#### EXERCISE BRIEF
Nothing but the data, repeated exactly, belongs in the answer.

#### DATASET RECORDS

'''

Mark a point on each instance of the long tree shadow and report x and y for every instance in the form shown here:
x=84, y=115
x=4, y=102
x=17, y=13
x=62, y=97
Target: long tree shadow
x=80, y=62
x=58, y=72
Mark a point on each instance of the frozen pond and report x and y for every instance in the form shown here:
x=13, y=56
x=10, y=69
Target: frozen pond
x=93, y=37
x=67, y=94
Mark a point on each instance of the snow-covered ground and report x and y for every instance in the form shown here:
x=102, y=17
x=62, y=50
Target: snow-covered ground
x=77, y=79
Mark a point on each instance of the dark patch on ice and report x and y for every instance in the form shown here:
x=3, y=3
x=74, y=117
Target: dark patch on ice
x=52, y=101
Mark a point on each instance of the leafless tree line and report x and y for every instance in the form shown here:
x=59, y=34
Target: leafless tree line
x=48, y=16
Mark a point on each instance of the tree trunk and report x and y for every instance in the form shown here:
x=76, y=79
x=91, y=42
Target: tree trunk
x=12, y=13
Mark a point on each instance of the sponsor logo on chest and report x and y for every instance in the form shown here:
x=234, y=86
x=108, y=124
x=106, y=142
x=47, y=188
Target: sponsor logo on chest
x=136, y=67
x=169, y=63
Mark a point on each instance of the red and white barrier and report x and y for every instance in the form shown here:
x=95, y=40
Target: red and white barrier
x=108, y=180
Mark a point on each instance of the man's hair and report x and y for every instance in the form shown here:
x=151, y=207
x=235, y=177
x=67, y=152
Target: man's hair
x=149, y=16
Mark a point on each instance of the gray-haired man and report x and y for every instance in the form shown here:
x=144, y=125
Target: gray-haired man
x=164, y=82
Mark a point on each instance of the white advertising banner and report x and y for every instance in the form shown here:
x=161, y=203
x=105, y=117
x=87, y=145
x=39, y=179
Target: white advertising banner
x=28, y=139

'''

#### EXERCISE ANSWER
Mark a point on each instance of the long tree shadow and report x and y for every instance in the form shown here:
x=84, y=115
x=4, y=102
x=17, y=13
x=62, y=97
Target: long tree shadow
x=80, y=62
x=58, y=72
Mark a point on each instance of the frozen pond and report x and y for every instance in the form shown here:
x=13, y=56
x=10, y=69
Target: frozen pond
x=93, y=37
x=67, y=94
Mark a point on each instance of the snow-covered ground and report x and y for every instance in the form shown here:
x=102, y=17
x=62, y=50
Target: snow-covered ground
x=77, y=79
Mark a point on each instance of the dark patch on ice and report x and y for every instance in the form shown here:
x=3, y=3
x=74, y=117
Target: dark patch on ice
x=52, y=101
Mark a point on each instance of the leafless tree line and report x and y for every instance in the form shown here:
x=59, y=34
Target: leafless tree line
x=48, y=16
Mark a point on each instance of the tree trunk and report x and y for every instance in the form shown here:
x=76, y=79
x=91, y=42
Target: tree trunk
x=12, y=13
Mark a point on each instance of the sponsor logo on chest and report x and y for every instance in the form shown here:
x=234, y=86
x=108, y=124
x=106, y=142
x=47, y=188
Target: sponsor logo on chest
x=136, y=67
x=169, y=63
Mark a point on each instance of the red and white barrier and report x and y for every instance in the form shown here:
x=95, y=40
Target: red and white barrier
x=108, y=180
Mark a point on each instance of the man's hair and report x and y for every instance in the form shown here:
x=151, y=207
x=235, y=177
x=67, y=152
Target: man's hair
x=149, y=16
Mark a point on each instance of the gray-haired man and report x and y for every instance in the form shown here:
x=144, y=125
Target: gray-haired man
x=164, y=82
Mark a point on each instance of the white advertising banner and report x and y for every instance in the form shown here:
x=161, y=203
x=105, y=117
x=87, y=145
x=39, y=179
Target: white advertising banner
x=28, y=139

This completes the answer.